■ **Passage provided**:
>>>>

Last month, I spoke at the annual Preachers Conference in Cuba. Our general topic was 1 Timothy; one of my assigned topics was “Elders.”
Two years ago, the whole conference looked at the theme of elders, so I wasn’t too excited about looking at the same material we’d seen then. I decided to start with the Old Testament and look at elders there. The New Testament church drew the concept of an eldership from somewhere. Given the Jewish nature of the early church, it’s almost a given that this idea of elders came from Judaism.
In the Old Testament, we see that the elders were the heads of the tribes and the chief members of each family (See 1 Kings 8:1, for example). That’s why we don’t see elders among God’s people until the book of Exodus; Genesis principally deals with a single family.
Then in Exodus, we see Moses dealing with the elders of Israel (3:16; 4:29; 12:21). From that group, he selected 70 “special” elders (Exodus 24:9; Numbers 11:16-30). These were the recognized leaders of Israel, leaders of each family that made up the nation.

<<<<

■ **Extracted material**:
>>>>

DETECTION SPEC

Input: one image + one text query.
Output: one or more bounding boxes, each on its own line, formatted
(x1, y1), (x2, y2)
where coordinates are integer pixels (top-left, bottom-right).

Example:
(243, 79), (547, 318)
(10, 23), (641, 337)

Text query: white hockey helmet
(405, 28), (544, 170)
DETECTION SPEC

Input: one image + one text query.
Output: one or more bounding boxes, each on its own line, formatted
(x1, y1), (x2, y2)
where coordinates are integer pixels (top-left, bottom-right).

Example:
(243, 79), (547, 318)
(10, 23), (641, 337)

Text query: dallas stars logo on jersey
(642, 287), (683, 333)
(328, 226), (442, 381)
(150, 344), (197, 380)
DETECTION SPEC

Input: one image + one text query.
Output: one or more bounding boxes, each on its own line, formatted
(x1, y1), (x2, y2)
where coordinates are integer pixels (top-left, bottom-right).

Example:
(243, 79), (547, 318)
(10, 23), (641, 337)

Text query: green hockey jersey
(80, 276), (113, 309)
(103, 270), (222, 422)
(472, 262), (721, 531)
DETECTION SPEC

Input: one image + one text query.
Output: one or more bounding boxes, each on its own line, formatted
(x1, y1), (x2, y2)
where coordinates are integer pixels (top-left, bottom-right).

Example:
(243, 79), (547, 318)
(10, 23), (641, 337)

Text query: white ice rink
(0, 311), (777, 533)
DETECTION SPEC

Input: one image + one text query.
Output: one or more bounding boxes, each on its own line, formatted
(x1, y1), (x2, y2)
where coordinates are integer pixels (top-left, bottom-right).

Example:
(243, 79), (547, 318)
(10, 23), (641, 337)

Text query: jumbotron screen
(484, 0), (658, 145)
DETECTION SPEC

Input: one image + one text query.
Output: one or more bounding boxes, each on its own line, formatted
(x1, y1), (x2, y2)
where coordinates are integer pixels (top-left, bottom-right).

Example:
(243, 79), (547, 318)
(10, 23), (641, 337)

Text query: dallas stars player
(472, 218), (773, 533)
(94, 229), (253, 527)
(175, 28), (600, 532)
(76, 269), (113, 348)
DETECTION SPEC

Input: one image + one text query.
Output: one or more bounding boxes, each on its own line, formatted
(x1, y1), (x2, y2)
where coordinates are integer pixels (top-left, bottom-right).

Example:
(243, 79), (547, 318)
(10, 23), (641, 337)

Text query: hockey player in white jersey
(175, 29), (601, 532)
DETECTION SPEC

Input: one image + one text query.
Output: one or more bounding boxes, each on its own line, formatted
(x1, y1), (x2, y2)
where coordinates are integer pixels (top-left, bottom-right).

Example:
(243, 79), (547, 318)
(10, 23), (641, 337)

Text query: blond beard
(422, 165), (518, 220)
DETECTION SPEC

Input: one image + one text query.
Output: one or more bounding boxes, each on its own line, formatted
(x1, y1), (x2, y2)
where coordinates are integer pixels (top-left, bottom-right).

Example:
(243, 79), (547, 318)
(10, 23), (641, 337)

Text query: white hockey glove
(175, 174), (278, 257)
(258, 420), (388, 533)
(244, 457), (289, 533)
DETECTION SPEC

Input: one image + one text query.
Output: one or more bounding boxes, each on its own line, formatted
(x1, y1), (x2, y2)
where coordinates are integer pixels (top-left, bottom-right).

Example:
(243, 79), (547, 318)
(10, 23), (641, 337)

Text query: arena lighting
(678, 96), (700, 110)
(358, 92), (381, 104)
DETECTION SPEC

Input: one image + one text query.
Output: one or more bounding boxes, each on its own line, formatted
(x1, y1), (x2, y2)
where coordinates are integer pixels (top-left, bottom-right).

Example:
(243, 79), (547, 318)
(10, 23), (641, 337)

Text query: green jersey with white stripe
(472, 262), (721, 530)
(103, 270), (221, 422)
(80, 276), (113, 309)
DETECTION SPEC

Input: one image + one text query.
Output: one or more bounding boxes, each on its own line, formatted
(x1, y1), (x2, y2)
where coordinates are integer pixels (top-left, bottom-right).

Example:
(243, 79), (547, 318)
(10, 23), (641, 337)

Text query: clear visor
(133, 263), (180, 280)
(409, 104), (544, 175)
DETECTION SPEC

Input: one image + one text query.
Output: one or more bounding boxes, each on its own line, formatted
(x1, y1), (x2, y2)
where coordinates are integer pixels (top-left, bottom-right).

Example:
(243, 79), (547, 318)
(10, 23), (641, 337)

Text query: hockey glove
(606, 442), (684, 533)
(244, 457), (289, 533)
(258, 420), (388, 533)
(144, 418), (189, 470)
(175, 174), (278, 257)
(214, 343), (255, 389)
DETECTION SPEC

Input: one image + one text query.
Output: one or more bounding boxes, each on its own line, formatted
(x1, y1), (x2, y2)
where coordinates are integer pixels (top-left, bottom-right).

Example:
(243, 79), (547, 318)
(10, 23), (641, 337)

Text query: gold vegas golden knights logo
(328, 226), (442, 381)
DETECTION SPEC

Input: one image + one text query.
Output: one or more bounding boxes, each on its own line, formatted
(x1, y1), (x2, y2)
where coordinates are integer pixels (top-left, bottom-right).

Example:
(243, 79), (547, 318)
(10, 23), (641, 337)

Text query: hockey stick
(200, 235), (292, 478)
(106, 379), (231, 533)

<<<<

■ **Exercises**:
A) Turn the paragraph of the elders passage that begins "Then in Exodus" into a brief bulleted list that keeps its main facts.
B) Pick up the elders passage after its last sentence and keep writing.
The entries play no part in what follows.

■ **Response list**:
A)
- In Exodus, Moses deals with the elders of Israel (3:16; 4:29; 12:21).
- From them he chose 70 "special" elders (Exodus 24:9; Numbers 11:16-30).
- These were Israel's recognized leaders, heading each family that made up the nation.

B)
As time progressed, each town came to have its elders (Deuteronomy 16:18; Ezra 10:14). They would typically meet at the gate of the city to discuss important matters (Deuteronomy 25:7; Ruth 4:1-2; Proverbs 31:23). After the exile, they came to form part of the Sanhedrin, along with the chief priests and teachers of the Law. (That description of the Sanhedrin is found numerous times in the gospels)
Now here’s where I start speculating (I didn’t share this in Cuba). The elders were the patriarchs of each family. I think they were the men who were physically unable to work or serve in the military. Because of this, they had the time to sit around and act as a governing body. They were respected because of their age and experience.
Either way, when the church began, the idea of older men discussing important matters and making decisions was a natural one. It took no special prompting for the church to follow this system of organization which they knew so well.